* DATA SUPPLIED
(begin)

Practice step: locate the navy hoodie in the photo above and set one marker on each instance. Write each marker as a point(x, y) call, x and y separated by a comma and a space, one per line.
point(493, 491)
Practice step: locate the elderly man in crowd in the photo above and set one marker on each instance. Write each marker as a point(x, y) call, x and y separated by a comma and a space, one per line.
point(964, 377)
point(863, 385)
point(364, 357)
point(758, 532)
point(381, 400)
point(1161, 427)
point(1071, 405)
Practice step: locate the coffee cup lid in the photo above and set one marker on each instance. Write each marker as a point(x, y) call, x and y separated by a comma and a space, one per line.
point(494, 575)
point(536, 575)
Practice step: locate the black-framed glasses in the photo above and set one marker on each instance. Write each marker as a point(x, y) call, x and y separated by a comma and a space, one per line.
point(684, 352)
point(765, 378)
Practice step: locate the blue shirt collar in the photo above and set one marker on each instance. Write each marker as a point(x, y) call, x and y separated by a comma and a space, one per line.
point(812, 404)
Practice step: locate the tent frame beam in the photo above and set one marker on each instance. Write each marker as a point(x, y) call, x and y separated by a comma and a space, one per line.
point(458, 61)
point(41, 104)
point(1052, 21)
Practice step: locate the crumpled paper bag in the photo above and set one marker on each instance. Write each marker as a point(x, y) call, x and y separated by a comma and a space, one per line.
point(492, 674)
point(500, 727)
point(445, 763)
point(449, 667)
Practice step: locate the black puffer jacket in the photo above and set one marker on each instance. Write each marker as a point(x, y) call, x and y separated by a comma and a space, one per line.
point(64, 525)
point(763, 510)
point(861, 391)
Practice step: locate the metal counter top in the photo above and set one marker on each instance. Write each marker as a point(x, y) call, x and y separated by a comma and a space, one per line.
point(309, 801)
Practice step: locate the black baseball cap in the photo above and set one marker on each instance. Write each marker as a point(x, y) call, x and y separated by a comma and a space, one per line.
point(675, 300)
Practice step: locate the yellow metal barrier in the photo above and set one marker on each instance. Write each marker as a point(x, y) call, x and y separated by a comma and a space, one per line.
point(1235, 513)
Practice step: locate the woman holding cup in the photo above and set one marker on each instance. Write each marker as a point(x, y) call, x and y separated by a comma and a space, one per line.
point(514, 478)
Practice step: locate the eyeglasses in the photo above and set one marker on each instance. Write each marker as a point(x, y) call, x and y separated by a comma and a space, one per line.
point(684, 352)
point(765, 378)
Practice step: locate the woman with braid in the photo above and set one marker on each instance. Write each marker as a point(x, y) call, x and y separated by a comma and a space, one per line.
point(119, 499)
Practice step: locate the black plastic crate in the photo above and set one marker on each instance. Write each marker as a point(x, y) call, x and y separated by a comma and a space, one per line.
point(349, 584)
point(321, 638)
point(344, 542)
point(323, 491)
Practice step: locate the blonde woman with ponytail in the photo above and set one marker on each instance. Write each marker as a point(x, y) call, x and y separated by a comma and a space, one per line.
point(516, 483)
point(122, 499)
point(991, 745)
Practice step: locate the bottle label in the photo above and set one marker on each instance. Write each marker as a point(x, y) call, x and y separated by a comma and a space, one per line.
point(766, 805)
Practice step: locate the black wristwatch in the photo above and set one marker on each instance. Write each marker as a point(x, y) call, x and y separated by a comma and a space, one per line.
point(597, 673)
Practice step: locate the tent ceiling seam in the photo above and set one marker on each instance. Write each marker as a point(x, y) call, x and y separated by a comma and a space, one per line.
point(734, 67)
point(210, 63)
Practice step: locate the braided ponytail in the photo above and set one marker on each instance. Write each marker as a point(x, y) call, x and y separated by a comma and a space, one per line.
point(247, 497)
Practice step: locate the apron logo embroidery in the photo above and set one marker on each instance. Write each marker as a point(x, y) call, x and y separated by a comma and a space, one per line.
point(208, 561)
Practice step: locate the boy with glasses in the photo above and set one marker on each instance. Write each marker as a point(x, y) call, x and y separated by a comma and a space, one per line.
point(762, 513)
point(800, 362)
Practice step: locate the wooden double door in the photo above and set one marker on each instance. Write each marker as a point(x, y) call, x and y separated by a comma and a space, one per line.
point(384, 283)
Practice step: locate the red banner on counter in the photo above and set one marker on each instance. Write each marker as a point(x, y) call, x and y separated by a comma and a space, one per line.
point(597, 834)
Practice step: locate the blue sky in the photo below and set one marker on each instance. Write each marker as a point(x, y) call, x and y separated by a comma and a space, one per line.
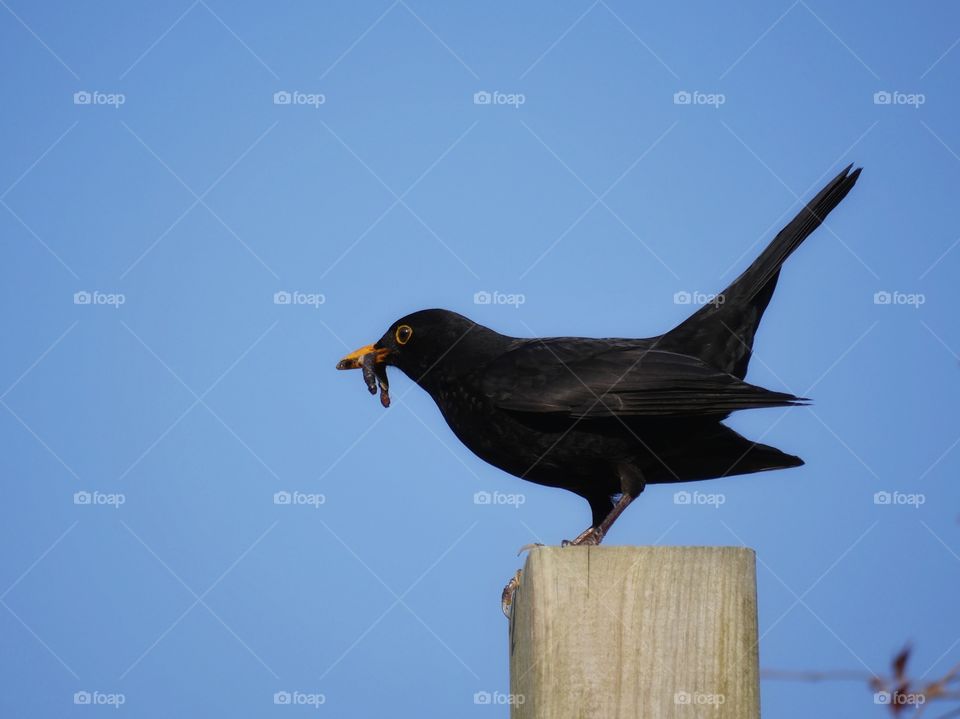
point(178, 193)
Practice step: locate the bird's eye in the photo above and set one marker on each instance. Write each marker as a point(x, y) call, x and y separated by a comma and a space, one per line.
point(403, 334)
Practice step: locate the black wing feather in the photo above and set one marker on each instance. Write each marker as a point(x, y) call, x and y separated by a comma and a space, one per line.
point(593, 379)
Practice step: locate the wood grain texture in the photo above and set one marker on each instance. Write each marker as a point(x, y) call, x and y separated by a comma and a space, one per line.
point(635, 632)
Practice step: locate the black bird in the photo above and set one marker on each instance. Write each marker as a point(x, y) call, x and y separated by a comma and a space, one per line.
point(605, 417)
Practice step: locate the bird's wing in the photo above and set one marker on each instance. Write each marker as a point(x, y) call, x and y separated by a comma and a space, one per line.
point(592, 379)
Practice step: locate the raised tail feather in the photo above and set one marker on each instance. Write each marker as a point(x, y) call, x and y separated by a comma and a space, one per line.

(end)

Render every line of the material above as a JSON list of strings, one string per line, leaving out blank lines. Leave the pictures out of the answer.

[
  "Practice step: locate the navy hoodie in the photo above and set one marker on each instance. Write each marker as a point(x, y) call, x and y separated by a comma and a space, one per line.",
  "point(493, 491)",
  "Practice step: locate the elderly man in crowd in the photo above and set one marker on each instance. Write each marker as a point(x, y) call, x and y separated by a comma and a space, one per line.",
  "point(964, 377)",
  "point(863, 385)",
  "point(364, 357)",
  "point(758, 532)",
  "point(381, 400)",
  "point(1161, 427)",
  "point(1071, 405)",
  "Practice step: locate the coffee cup lid in the photo above and set one marker on each instance. Write each marker as a point(x, y) call, x and y separated by a comma and a space, one per line.",
  "point(494, 575)",
  "point(536, 575)",
  "Practice step: locate the black-framed glasses in the photo above and set one marker on each instance. Write each marker as a point(x, y) call, x and y separated by a comma and a space, one per line.",
  "point(684, 352)",
  "point(765, 378)",
  "Practice step: locate the blue shirt collar in the photo above and set one marker on each instance. Write each marker as a point(x, y) call, x and y separated by a comma and a space, one per line.",
  "point(812, 404)",
  "Practice step: locate the tent frame beam in the photo above and set one marker on each instance. Write each marker as a point(x, y) call, x and y separated by a comma and a space, one per line.",
  "point(458, 61)",
  "point(41, 104)",
  "point(1052, 21)",
  "Practice step: locate the crumpled paper bag in the photo above and set one marker on each instance. Write each marker as a point(x, y) call, x and y separated by a comma and a space, one per line.",
  "point(492, 674)",
  "point(500, 727)",
  "point(445, 763)",
  "point(449, 667)",
  "Practice step: locate the black puffer jacket in the photo above and set one marker on each instance. Write each marker as a point(x, y) call, x and y separated by a comma and a space, one per line.",
  "point(64, 525)",
  "point(763, 510)",
  "point(861, 391)",
  "Practice step: locate the metal counter top in the photo above and set one marker on each instance. Write each marker as a point(x, y) call, x and y separated by a comma and a space, one per line.",
  "point(309, 801)",
  "Practice step: locate the black baseball cap in the photo above and set one marker on each instance. Write each marker as a point(x, y) call, x and y separated by a comma and a space, one per line.",
  "point(675, 300)",
  "Practice step: locate the yellow metal barrier in the photo above and set one marker on each instance. Write each marker as a point(x, y) call, x and y separated by a comma and a space, one per line.",
  "point(1235, 513)",
  "Practice step: locate the woman holding cup in the photo above and set one marker on each instance. Write each marker as a point(x, y) call, x and y separated by a comma and a space, one per line.",
  "point(514, 478)",
  "Practice step: locate the eyeglasses in the photo above and set one marker on each instance. Write each marker as a point(x, y) call, x and y separated by a comma and a space, one per line.",
  "point(684, 352)",
  "point(765, 378)",
  "Practice step: locate the woman with braid in the photo above and set one marker on each instance. Write each marker as a point(x, y) call, x and y separated by a comma and a space, one per line.",
  "point(119, 499)",
  "Practice step: locate the black plastic crate in the photo above and set one marker on each instance. Write each marker as a point(x, y) call, x and y separated by a comma and a space, one per line.",
  "point(349, 584)",
  "point(321, 638)",
  "point(344, 542)",
  "point(323, 491)",
  "Practice step: locate the blonde woman with ponytail in the photo above and set one marker on each instance. Write each marker as a point(x, y) call, x and y separated by a comma and a space, one per line.",
  "point(516, 483)",
  "point(122, 499)",
  "point(991, 745)",
  "Practice step: locate the bottle label in the photo above and set one marker on each instance. Write each marker as a point(x, y) call, x and y separated by a comma and a space, one per line.",
  "point(766, 805)",
  "Practice step: locate the black wristwatch in the photo above and set one marker on each instance. Write each marker as a point(x, y) call, x and y separated by a comma and a space, one per line.",
  "point(597, 673)",
  "Practice step: locate the tent ceiling seam in the photo above and set one marker on each instance. Write each marker as a point(x, y) call, x and y separated by a comma and a space, one per line.",
  "point(734, 67)",
  "point(210, 63)",
  "Practice step: locate the braided ponytail in the photo above and set one marker on each instance. Write each marker as a point(x, y) call, x and y separated by a comma and a space, one per line.",
  "point(247, 497)",
  "Practice step: locate the apron logo embroidery in the photo above and set one marker on each instance. Write each marker as a point(x, y) call, x and y separated by a comma and a space, one per line.",
  "point(208, 561)",
  "Practice step: locate the boy with glasses in the photo above and set one marker on each instance. Write each marker as a point(x, y) call, x and y separated by a comma and a space, one per line.",
  "point(762, 513)",
  "point(800, 362)",
  "Practice step: locate the wooden double door in the photo above and set one marker on each instance. Write each marker as a point(x, y) call, x and y separated by a comma and a space, one per line.",
  "point(384, 283)",
  "Practice step: locate the red banner on counter in the photo above and set one marker on each instance. Write each marker as a point(x, y) call, x and y separated by a comma and a space, one per line.",
  "point(597, 834)",
  "Practice step: locate the blue sky in the photo below and set one marker on each instance. Write each marker as a point(x, y) call, x and y separated by a comma and a space, one per line.",
  "point(178, 193)",
  "Practice step: locate the bird's eye in the photo above and set one marker on each instance. Write each marker as a point(x, y) call, x and y separated by a comma and a space, one per line.",
  "point(403, 334)",
  "Practice step: locate the black wing feather in the photo above and set one marker on each instance. Write each marker as a point(x, y) call, x and y separated by a comma and a space, one per line.",
  "point(593, 379)",
  "Practice step: locate the wood grain texture in the photo above and set one marker on each instance. Write each marker as a point(x, y) call, x and y separated by a comma and a space, one per line.",
  "point(635, 632)",
  "Practice step: locate the black bird in the photo above and set one marker on each instance. Write each marker as a point(x, y) call, x and y separated by a comma and a space, one per line.",
  "point(605, 417)",
  "Practice step: locate the bird's wing in the photo above and set one marker on each instance. Write each marker as a point(x, y) call, x and y separated by a comma and a space, one per line.",
  "point(592, 379)",
  "Practice step: locate the raised tail feather in the photo above and set one marker on each instance. Write each marker as a point(x, y) call, x and y separated by a comma and a space, one per line."
]